Required work: Locate each line in the records that contains the word "chef", and copy those lines. Matching is case-sensitive.

Dataset records about object locations:
----------

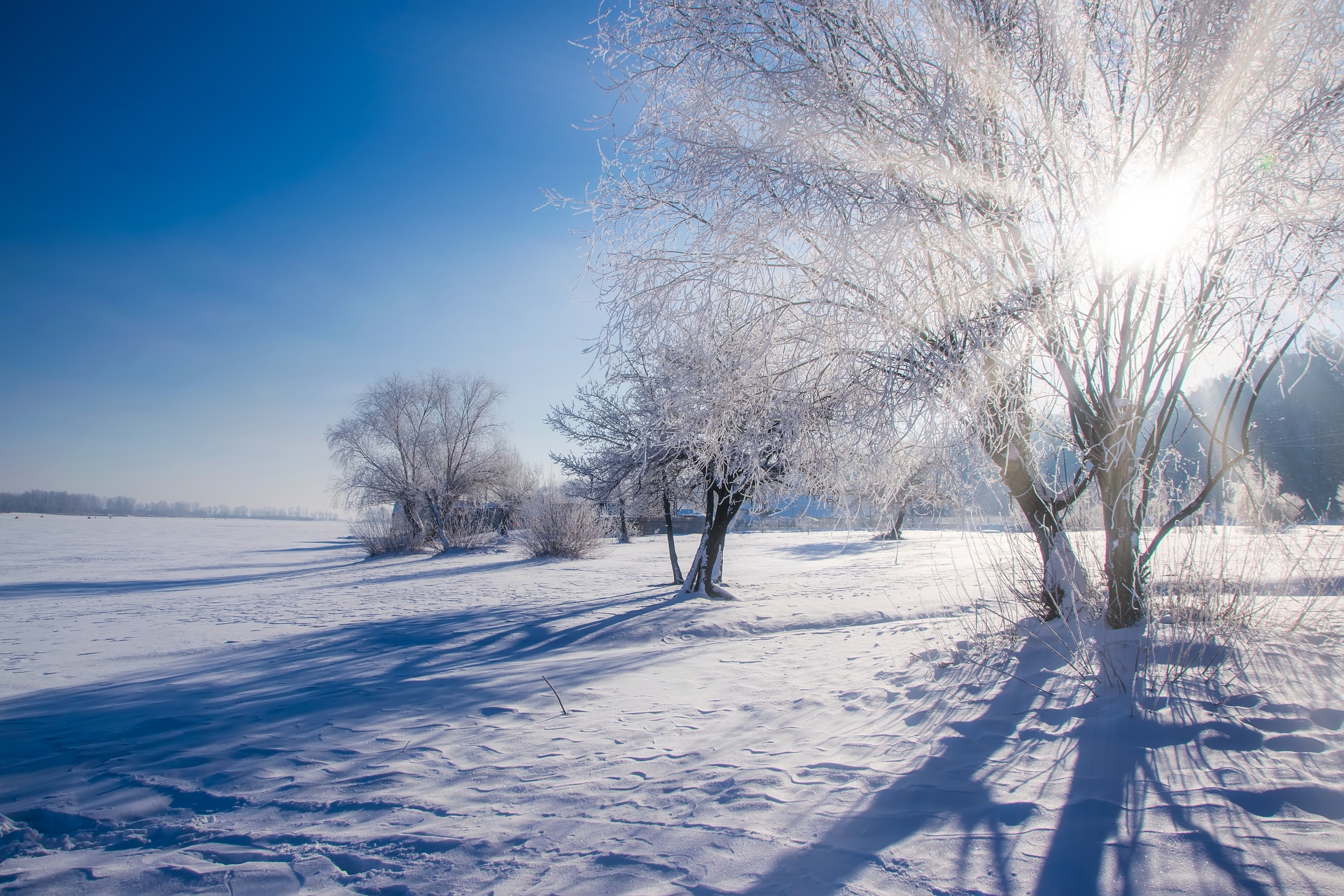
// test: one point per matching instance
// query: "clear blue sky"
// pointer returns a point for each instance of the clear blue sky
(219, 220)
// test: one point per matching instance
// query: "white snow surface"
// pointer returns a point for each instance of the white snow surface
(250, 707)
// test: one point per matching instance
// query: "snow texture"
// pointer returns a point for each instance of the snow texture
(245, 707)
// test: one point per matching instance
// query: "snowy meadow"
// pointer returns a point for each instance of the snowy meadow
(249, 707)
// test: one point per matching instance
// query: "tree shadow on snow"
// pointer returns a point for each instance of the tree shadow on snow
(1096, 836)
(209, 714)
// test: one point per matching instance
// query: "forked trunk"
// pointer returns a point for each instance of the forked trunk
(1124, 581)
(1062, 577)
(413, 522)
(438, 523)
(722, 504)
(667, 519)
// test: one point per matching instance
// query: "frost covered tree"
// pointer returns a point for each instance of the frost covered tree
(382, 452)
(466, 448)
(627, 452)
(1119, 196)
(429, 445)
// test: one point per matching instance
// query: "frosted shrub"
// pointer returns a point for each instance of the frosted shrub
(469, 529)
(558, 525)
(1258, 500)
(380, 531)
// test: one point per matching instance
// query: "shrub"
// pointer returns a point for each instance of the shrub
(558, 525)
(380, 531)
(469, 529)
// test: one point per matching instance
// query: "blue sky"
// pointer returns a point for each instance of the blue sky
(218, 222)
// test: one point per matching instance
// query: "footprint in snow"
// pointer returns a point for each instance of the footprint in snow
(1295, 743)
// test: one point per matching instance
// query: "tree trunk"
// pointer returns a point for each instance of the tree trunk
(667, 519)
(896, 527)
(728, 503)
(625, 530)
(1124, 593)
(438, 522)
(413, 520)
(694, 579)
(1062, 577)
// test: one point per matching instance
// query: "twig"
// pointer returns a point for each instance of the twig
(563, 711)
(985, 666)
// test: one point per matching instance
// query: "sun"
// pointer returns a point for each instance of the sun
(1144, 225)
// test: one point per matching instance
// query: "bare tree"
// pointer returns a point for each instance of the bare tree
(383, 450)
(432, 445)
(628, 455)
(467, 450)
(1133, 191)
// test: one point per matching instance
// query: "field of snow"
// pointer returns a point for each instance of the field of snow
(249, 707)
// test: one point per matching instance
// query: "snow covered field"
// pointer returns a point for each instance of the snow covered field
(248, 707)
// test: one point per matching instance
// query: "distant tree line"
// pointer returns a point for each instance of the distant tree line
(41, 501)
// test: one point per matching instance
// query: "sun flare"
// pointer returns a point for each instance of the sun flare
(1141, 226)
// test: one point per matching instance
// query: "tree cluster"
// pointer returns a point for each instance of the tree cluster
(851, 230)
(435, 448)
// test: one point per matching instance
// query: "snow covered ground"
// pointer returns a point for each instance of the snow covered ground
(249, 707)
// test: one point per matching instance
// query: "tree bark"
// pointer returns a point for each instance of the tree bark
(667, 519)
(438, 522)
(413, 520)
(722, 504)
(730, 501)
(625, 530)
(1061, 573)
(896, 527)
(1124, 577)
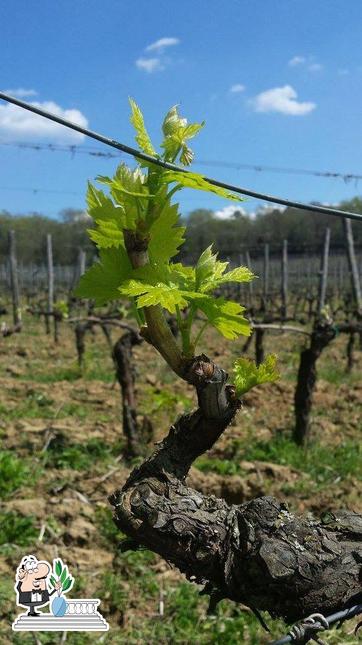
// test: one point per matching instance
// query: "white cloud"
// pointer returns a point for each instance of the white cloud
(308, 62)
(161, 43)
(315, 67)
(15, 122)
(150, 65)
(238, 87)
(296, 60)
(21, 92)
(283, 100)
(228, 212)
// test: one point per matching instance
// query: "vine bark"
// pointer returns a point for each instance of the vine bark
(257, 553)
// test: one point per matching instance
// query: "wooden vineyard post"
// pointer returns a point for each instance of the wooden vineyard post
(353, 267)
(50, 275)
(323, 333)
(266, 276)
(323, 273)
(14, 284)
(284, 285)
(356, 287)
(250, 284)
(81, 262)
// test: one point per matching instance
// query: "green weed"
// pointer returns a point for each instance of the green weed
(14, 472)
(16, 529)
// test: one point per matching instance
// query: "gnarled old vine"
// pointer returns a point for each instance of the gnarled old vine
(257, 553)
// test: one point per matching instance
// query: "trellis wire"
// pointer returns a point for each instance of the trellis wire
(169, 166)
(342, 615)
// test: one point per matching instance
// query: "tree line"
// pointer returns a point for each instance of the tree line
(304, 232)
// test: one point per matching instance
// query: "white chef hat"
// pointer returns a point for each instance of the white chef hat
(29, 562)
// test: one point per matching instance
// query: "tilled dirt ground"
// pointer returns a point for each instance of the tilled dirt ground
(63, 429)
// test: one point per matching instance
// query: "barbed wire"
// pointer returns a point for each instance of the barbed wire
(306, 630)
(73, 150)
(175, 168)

----------

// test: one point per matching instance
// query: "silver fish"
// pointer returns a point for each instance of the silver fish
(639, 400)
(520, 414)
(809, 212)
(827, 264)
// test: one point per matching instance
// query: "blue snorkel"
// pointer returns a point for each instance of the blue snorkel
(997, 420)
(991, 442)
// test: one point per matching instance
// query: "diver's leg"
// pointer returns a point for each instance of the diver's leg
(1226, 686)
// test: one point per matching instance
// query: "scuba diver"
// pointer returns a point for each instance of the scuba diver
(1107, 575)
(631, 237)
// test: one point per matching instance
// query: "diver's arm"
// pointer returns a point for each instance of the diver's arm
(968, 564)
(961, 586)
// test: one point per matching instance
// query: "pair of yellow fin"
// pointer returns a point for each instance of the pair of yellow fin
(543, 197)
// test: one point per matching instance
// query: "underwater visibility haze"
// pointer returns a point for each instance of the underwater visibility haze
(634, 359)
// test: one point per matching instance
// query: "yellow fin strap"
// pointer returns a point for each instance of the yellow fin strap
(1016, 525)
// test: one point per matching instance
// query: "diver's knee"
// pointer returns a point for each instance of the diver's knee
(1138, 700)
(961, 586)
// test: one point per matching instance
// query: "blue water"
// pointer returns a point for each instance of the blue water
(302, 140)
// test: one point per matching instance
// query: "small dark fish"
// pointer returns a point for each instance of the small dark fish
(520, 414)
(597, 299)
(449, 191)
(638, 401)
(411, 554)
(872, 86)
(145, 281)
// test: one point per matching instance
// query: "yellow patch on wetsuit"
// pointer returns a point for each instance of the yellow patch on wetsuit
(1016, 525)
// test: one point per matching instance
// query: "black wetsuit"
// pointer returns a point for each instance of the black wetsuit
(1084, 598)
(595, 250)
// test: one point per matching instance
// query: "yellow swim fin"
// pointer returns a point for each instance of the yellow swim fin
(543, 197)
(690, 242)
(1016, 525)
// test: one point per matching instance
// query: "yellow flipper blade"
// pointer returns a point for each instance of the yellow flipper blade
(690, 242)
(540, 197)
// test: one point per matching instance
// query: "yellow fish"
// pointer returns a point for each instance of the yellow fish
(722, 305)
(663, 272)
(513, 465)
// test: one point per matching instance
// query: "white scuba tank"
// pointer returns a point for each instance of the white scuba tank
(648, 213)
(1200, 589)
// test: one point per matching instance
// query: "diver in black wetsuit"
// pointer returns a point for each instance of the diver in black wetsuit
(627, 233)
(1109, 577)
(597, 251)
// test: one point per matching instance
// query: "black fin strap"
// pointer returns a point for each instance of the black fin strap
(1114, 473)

----------

Written solution:
// query: "white chef hat"
// pointer returns a point for each instance of the white chef hat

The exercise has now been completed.